_DIRECTIVES_:
a) Answer these from the TiVo drive upgrade thread below:
(i) What is the model number of the TiVo being upgraded?
(ii) What size and brand of drive is replacing the original 80 gig one?
(iii) What software version do DirecTV Series 2 TiVo DVRs need to support drives greater than 137GB?
b) Extend the TiVo drive upgrade thread below with the next reply, picking up after its final post.

_READING PASSAGE_:
______
# Need help with a Series 2 Large Drive upgrade



## Sincity Tivo (May 17, 2006)

I know this is a topic covered many times but we all feel we have something new to add. I'm upgrading my series 2 tivo TCD540080. I'm moving from an 80 gig to a 320gig seagate. Here is my issue:

I do not have a machine that can boot from CD that accepts an IDE interface. I have an older pentium 200 mmx that has the necessary interface but that means that I need to use mfs tools on floppy (I have 2.0 on floppy).

Is there a way to get the larger drive recognized (right now I'm stuck at 137 mg) when I boot with the floppy? I've done a couple series 1 upgrades to smaller drives so I'm limited in my experience.

I should also mention I don't care about the recordings

Thanks for the help


----------



## rbtravis (Aug 9, 2005)

Sincity Tivo said:


> I know this is a topic covered many times but we all feel we have something new to add. I'm upgrading my series 2 tivo TCD540080. I'm moving from an 80 gig to a 320gig seagate. Here is my issue:
> 
> I do not have a machine that can boot from CD that accepts an IDE interface. I have an older pentium 200 mmx that has the necessary interface but that means that I need to use mfs tools on floppy (I have 2.0 on floppy).
> 
> ...


You need to specify your software version? You may have the ability to upgrade.
"Most older standalone Series 2 TiVo DVRs require software 7.1 or newer to use hard drives greater than 137GB. On newer standalone Series 2 TiVo DVRs, software 5.1 or greater supports hard drives greater than 137GB. All DirecTV Series 2 TiVo DVRs with software 6.1 or higher supports hard drives greater than 137GB. Directv HD TiVo DVR (HR10-250) has built in support for hard drives greater than 137GB with the software version 3.1 or higher."
______
Dataset rows
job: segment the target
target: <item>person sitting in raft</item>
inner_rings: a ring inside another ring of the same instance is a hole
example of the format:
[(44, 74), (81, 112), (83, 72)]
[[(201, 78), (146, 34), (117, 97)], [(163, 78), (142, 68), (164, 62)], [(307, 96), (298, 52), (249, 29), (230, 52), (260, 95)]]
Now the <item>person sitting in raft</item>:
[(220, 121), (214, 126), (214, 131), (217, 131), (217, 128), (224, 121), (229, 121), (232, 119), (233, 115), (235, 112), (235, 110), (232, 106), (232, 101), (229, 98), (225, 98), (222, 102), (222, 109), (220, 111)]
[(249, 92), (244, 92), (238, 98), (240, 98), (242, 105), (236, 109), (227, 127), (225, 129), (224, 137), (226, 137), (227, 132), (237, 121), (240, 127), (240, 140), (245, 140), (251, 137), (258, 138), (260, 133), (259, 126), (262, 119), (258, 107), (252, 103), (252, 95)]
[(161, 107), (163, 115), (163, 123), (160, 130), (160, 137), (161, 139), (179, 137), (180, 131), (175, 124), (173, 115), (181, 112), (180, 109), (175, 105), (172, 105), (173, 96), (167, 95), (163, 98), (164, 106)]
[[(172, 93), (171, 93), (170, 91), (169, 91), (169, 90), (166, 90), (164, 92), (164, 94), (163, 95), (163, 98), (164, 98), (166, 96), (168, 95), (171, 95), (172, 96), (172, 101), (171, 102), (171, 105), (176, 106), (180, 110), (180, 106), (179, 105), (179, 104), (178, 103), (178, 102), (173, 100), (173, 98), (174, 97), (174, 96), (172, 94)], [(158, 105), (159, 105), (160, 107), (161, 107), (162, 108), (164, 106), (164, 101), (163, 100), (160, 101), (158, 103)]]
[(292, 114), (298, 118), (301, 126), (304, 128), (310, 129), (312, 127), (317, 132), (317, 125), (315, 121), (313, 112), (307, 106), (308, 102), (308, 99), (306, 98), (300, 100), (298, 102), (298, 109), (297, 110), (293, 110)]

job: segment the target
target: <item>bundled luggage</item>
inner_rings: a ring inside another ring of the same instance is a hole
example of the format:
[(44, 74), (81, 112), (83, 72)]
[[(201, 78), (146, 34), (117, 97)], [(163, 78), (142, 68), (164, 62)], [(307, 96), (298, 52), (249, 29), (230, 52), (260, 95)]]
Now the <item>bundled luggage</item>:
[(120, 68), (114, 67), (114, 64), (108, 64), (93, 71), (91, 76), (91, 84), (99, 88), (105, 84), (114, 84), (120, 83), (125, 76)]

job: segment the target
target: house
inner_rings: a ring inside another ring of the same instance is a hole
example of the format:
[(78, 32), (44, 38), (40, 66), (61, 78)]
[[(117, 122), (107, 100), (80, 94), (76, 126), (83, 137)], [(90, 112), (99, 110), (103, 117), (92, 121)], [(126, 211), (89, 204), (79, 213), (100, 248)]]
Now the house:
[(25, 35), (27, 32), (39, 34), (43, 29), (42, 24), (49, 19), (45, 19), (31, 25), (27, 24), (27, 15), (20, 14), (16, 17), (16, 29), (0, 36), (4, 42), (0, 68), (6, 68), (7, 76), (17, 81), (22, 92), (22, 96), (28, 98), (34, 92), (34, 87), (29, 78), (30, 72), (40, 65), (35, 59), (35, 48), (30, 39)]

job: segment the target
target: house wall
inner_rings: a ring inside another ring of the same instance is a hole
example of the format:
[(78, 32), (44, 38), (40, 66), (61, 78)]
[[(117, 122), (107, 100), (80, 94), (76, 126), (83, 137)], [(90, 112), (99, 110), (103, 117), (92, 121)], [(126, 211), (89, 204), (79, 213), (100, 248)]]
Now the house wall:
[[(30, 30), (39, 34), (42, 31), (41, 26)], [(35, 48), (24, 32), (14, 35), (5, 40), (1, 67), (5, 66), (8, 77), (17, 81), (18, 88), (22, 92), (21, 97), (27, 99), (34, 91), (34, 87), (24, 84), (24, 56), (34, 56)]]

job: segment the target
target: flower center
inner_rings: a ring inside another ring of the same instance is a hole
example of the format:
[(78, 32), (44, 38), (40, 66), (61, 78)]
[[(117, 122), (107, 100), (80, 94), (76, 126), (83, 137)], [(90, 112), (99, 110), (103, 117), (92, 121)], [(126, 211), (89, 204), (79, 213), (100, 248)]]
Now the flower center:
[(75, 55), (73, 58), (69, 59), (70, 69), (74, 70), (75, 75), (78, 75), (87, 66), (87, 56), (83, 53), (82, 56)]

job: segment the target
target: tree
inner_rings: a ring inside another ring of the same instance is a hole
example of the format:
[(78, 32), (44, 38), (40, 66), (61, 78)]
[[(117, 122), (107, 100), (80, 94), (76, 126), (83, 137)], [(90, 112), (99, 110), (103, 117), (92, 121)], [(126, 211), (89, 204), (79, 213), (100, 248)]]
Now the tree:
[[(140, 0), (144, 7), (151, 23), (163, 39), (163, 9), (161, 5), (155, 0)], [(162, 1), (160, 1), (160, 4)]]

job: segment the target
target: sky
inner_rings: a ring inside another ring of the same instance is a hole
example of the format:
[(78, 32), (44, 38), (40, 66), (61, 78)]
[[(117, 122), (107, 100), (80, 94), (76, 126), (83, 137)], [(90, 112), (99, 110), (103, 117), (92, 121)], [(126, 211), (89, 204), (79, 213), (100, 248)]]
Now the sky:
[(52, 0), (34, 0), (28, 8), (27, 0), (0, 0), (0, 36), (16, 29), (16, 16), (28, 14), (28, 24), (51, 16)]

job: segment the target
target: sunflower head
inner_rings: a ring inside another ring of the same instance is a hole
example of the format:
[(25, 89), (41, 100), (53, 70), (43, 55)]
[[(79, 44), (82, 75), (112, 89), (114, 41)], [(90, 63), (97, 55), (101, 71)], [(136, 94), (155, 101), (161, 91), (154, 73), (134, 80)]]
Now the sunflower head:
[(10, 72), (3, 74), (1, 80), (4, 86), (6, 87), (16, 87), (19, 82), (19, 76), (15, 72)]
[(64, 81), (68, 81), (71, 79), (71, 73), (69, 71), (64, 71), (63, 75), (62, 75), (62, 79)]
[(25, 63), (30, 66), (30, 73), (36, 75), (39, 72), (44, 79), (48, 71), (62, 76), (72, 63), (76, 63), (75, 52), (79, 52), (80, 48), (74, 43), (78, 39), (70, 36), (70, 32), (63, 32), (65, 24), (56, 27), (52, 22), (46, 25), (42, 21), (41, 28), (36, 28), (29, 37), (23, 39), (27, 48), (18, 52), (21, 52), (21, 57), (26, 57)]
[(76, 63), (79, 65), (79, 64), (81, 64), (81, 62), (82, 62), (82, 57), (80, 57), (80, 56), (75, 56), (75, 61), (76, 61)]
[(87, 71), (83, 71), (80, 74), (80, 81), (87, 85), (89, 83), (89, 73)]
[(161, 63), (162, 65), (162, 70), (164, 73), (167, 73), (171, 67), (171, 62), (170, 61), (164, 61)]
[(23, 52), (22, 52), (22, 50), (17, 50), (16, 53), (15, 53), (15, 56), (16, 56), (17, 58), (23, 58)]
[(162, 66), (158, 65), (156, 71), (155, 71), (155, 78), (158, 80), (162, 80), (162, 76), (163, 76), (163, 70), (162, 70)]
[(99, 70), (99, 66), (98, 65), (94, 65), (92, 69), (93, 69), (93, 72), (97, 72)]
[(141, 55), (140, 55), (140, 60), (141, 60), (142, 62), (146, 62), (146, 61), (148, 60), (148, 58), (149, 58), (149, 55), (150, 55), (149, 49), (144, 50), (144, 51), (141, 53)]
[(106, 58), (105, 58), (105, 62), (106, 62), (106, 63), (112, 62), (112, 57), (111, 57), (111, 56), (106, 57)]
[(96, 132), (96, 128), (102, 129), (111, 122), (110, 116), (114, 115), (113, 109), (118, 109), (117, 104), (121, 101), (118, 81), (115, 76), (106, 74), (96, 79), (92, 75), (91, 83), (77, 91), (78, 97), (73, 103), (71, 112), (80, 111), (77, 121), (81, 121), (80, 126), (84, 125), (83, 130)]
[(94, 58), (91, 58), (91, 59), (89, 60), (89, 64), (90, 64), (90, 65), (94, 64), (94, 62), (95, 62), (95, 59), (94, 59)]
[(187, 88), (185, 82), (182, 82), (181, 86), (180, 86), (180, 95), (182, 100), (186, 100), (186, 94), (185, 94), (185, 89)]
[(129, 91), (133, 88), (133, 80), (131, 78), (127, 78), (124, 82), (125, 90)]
______
_TASK-BY-TASK OUTPUTS_:
a)
(i) TCD540080
(ii) A 320 gig Seagate
(iii) Software 6.1 or higher

b)
quoted from dvrplayground


----------



## wscannell (Dec 7, 2003)

The mfstools diskette distribution does not support drives over 137GB. You might take a look at mfslive.org. There is a windows-based software there. You can put the drives in an external USB drive case (or use a USB adapter cable) to connect the drives to your computer.


----------



## Sincity Tivo (May 17, 2006)

Sorry about that - I'm using software version 9. something when ever the last update was.


----------



## rbtravis (Aug 9, 2005)

Sincity Tivo said:


> Sorry about that - I'm using software version 9. something when ever the last update was.


 then you don't have to do anything just copy tivo os to the new drive and go. "Most older standalone Series 2 TiVo DVRs require software 7.1 or newer to use hard drives greater than 137GB. On newer standalone Series 2 TiVo DVRs, software 5.1 or greater supports hard drives greater than 137GB." earlier quote. Read up on copying the OS to the new drive at www.MFSlive.org


----------



## djgrall (Nov 25, 2005)

QUESTION:

If it is a Tivo firmware issue, can I force the firmware update on the Tivo unit?

++++++++++++++++++++++++++++++++++++

I have a series 2 tivo TCD540040.

I purchased a Seagate 500 GB PATA Hardrive. 
I downloaded the latest MFSTOOLS2 and created a boot disk.

I have tried multiple methods for copying the 40GB to the 500GB and expanding.

Every method ends with a total time of 147 hours.

The most recent commmand line I used was:

mfsbackup -Tao - /dev/hda | mfsrestore -r 4 -s 127 -xzpi - /dev/hdb

hda is the 40 GB
hdb is the 500GB

I know some have mentioned the LB48 kernal. I assume that is part of MFSTOOLS2?

Please forward any comments.


----------



## rbtravis (Aug 9, 2005)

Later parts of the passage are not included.